**SHORT PROBLEM:** Retype the stretch of entries from the line containing "Target: green grass" through the line containing "[[391,183],[302,195],[317,211],[408,258],[444,294],[444,183]]", both included, with every character unchanged.

(Source records)
'''

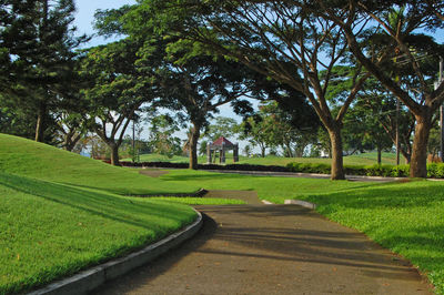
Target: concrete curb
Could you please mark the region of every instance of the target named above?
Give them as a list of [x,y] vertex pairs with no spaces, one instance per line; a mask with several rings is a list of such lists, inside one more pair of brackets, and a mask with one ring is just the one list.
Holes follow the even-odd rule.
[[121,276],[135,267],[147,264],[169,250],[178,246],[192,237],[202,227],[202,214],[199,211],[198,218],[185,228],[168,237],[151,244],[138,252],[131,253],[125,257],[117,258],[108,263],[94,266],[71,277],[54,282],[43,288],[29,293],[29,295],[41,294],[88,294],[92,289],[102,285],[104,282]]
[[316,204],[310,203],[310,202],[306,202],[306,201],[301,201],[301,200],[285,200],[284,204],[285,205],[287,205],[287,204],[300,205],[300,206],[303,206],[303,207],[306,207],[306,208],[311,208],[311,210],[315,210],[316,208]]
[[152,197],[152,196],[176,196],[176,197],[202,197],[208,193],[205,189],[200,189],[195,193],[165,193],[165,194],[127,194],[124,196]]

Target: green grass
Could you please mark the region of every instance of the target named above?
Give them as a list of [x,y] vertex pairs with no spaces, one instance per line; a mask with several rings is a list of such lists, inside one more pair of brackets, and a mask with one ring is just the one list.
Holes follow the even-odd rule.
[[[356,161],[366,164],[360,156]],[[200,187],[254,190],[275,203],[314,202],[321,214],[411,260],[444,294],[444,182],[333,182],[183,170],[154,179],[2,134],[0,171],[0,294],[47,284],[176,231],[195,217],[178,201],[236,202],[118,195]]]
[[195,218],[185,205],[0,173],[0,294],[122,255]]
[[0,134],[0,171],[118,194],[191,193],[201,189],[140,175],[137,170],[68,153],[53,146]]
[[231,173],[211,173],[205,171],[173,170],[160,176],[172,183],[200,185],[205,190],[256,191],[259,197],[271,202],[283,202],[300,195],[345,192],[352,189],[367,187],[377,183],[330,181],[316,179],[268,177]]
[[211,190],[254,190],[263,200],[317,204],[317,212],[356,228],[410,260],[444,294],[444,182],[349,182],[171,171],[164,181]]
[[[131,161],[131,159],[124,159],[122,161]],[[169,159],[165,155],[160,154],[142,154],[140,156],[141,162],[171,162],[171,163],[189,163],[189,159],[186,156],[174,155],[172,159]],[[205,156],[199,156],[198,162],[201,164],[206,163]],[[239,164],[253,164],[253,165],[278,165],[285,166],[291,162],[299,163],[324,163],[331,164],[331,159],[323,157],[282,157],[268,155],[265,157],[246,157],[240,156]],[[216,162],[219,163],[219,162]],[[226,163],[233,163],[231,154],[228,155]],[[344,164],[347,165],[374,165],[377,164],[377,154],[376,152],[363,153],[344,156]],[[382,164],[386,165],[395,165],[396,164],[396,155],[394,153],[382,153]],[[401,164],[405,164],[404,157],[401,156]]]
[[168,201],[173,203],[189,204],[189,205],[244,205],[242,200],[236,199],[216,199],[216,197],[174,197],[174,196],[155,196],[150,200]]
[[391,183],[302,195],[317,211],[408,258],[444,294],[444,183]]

'''
'''

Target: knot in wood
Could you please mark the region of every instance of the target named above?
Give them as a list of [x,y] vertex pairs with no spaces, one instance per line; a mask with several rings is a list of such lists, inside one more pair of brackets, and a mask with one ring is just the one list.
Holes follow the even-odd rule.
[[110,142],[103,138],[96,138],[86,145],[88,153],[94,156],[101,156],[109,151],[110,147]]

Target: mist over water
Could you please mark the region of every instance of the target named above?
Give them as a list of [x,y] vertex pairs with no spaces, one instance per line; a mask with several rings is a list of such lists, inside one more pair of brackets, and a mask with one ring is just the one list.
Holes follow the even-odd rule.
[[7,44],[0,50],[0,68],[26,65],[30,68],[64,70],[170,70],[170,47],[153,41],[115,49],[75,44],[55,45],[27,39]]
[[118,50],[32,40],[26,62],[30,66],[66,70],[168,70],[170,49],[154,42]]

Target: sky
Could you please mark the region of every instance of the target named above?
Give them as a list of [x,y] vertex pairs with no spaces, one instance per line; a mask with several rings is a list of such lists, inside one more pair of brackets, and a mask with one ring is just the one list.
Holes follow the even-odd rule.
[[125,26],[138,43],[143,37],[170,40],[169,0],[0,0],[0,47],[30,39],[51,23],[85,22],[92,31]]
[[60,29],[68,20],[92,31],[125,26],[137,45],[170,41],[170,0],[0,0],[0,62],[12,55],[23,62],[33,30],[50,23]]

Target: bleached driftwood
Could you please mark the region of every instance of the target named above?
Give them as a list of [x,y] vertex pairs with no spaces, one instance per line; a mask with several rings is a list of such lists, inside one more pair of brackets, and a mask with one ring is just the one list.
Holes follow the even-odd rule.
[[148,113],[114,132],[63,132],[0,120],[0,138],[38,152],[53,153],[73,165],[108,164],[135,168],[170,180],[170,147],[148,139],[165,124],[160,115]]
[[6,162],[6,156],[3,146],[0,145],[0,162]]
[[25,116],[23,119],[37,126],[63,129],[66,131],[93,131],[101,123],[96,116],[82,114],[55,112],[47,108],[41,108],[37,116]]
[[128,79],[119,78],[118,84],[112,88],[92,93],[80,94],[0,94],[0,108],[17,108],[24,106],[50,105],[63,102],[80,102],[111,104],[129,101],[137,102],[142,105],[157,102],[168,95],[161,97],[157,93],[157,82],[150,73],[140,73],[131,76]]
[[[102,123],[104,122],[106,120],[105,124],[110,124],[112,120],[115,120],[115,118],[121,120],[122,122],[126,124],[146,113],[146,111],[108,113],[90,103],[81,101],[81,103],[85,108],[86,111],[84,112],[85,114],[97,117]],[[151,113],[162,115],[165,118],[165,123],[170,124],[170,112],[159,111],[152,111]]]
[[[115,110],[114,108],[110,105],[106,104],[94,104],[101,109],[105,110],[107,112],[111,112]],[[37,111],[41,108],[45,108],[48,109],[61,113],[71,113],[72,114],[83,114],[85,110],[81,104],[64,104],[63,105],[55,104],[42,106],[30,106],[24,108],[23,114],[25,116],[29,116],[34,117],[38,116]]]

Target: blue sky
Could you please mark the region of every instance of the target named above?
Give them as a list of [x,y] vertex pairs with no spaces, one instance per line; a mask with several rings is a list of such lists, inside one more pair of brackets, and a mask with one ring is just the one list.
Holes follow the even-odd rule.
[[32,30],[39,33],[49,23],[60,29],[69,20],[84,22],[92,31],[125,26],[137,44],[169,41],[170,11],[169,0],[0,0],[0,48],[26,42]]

'''

**ANSWER FOR THE TASK:**
Target: green grass
Could you please mark the region of every instance of the target named above?
Give them as a list of [x,y] vertex pairs with no spaces, one instance per line; a mask with several rings is a list of such lists, inside one more pair of brackets, and a mask with one ring is just the one list.
Holes follow the even-odd rule.
[[[356,161],[366,164],[360,156]],[[200,187],[254,190],[275,203],[314,202],[321,214],[411,260],[444,294],[444,182],[333,182],[183,170],[154,179],[2,134],[0,171],[0,294],[47,284],[176,231],[195,217],[178,201],[236,202],[118,195]]]
[[195,218],[185,205],[0,173],[0,294],[122,255]]
[[0,134],[0,171],[118,194],[191,193],[201,189],[140,175],[137,170],[68,153],[53,146]]
[[231,173],[211,173],[205,171],[173,170],[160,176],[172,183],[200,185],[205,190],[256,191],[259,197],[271,202],[283,202],[300,195],[345,192],[352,189],[367,187],[377,183],[330,181],[316,179],[268,177]]
[[211,190],[254,190],[263,200],[317,204],[317,212],[356,228],[410,260],[444,294],[444,182],[349,182],[171,171],[164,181]]
[[[131,161],[131,159],[124,159],[122,161]],[[169,159],[165,155],[160,154],[142,154],[140,156],[141,162],[171,162],[171,163],[189,163],[189,159],[186,156],[174,155],[172,159]],[[205,156],[199,156],[198,162],[201,164],[206,163]],[[239,164],[253,164],[253,165],[278,165],[285,166],[291,162],[299,163],[324,163],[331,164],[331,159],[323,157],[282,157],[268,155],[265,157],[246,157],[240,156]],[[216,162],[219,163],[219,162]],[[226,163],[233,163],[231,154],[228,155]],[[344,164],[347,165],[374,165],[377,164],[377,154],[376,152],[363,153],[344,156]],[[382,164],[386,165],[395,165],[396,164],[396,155],[394,153],[382,153]],[[401,164],[405,164],[404,157],[401,156]]]
[[168,201],[173,203],[189,204],[189,205],[244,205],[242,200],[236,199],[216,199],[216,197],[174,197],[174,196],[155,196],[150,200]]
[[391,183],[302,195],[317,211],[408,258],[444,294],[444,183]]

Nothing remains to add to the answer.